▶ **Data to use**
# # # # #
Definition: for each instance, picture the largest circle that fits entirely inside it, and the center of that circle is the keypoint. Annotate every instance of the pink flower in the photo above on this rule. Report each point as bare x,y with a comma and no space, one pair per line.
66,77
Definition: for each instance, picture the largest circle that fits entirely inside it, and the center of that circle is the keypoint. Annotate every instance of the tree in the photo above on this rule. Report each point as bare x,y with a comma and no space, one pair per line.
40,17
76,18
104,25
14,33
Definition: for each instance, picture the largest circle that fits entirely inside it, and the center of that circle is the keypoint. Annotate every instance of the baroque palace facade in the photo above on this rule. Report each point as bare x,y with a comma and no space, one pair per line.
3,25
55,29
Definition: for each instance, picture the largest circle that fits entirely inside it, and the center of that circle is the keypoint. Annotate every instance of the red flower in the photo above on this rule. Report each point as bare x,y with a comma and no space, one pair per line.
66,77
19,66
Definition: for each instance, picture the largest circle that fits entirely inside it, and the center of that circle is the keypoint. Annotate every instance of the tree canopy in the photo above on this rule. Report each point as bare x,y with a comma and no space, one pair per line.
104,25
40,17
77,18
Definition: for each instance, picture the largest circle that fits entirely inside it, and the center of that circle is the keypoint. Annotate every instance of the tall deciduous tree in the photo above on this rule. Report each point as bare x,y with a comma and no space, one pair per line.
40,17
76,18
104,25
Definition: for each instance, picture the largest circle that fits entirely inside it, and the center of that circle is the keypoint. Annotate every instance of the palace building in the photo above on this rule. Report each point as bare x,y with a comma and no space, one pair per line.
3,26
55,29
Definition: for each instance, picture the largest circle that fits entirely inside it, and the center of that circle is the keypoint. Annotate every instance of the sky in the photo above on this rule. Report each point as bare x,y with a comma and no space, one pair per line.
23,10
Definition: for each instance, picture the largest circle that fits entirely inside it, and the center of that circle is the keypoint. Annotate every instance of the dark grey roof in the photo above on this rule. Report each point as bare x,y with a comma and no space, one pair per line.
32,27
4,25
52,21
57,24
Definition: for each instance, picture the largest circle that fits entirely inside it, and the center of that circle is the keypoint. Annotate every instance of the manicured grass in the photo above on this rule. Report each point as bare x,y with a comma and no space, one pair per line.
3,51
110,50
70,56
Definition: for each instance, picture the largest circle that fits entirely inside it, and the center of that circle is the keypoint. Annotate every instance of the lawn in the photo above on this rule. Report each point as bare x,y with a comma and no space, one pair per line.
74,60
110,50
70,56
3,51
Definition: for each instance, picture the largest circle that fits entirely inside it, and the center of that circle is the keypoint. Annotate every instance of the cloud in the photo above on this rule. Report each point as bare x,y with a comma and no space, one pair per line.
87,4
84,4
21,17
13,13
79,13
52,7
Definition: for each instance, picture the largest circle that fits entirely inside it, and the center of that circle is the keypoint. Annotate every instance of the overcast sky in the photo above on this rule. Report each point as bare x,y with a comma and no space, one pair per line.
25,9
# # # # #
▶ **Task**
Repeat all of the records above exactly as they appear.

▶ **Exercise result**
Definition: for each instance, picture the largest circle that fits entirely inside it, and the center of that circle is the keypoint. Annotate every instance of the pink flower in the photo above on this rule. Report each point as bare x,y with a comma and no space, one pair per line.
66,77
Definition: for each instance, picture the largest circle that fits entirely inside it, and the center of that circle is the keypoint. Annotate every instance of the tree in the photo above on this rule. Report each point as bare x,y with a comma and no space, one pair per line.
40,17
76,18
104,25
14,33
Definition: for each instance, picture the largest circle that fits entirely inside it, and the center of that circle is the keypoint. Annotate every instance of the baroque palace facade in the photo above on this rule. Report each point as bare x,y with a comma and no space, one pair per line.
3,25
55,29
Definition: for each instance, picture the largest circle that fits entirely inside it, and the center of that circle is the keypoint. Annotate every instance of the red flower in the photo above on this rule. Report each point as bare x,y with a comma and no space, one pair per line.
66,77
19,66
Definition: for each instance, picture the largest circle that fits entirely inside it, and the center of that circle is the keypoint. Annotate every instance of the tree canopy in the photo above on this rule. Report each point as bare x,y with a comma and no space, one pair per line.
104,25
40,17
77,18
Definition: for each instance, picture the largest circle that fits entirely inside it, and the center of that circle is the keypoint. Annotate every instance of the tall deciduous tree in the photo above on this rule. Report each point as bare x,y with a comma and no space, one pair per line.
40,17
76,18
104,25
Definition: for each instance, picture the largest circle that fits entirely inside it, and the center of that circle is the keypoint. Annotate every instance of the palace building in the photo above on this rule. Report each point as bare x,y with a comma and no space, one pair per line.
3,26
55,29
Definition: for each instance, picture the largest circle that fits entirely inside it, and the center of that circle is the keypoint. Annotate every instance of the sky in the photo above on this rule. Report each point as bare x,y with a comma and no space, one pair per line.
23,10
Definition: for each instance, picture the largest circle that fits entirely inside it, and the center of that circle is the keypoint. Annotate every instance of the dark grey roof in the photo above on this rule. Report each point as bare x,y with a comma and no space, one pair per line.
32,27
4,25
52,21
57,24
Definition: for each instance, picture the largest circle that fits entirely inside it, and the center of that circle is the keypoint. Annotate every instance of the manicured grass in the photo above on this rule. Report each point as bare x,y with a comma and no space, one pair per line.
3,51
110,50
70,56
Definition: for each instance, picture the largest circle that fits entirely inside it, and the center of that circle is the keypoint. Annotate every instance of the lawn in the photo above on this rule. Report each point as bare x,y with a comma and no space, one pair per line.
74,60
110,50
70,56
3,51
Definition: for each instance, picture the largest circle that fits entirely inside it, and the center of that circle is the keypoint. Annotate every instance of the cloud in the photo above on this rule. Report each point as bare x,y with a comma and no space, one pair per line.
87,4
84,4
21,17
13,13
79,13
52,7
Definition: for each instance, picture the largest circle that fits entirely inside it, and the center of that circle is the keypoint. Annotate every instance of the overcast sky in the photo above on this rule. Report each point as bare x,y with a comma and no space, one pair per line.
25,9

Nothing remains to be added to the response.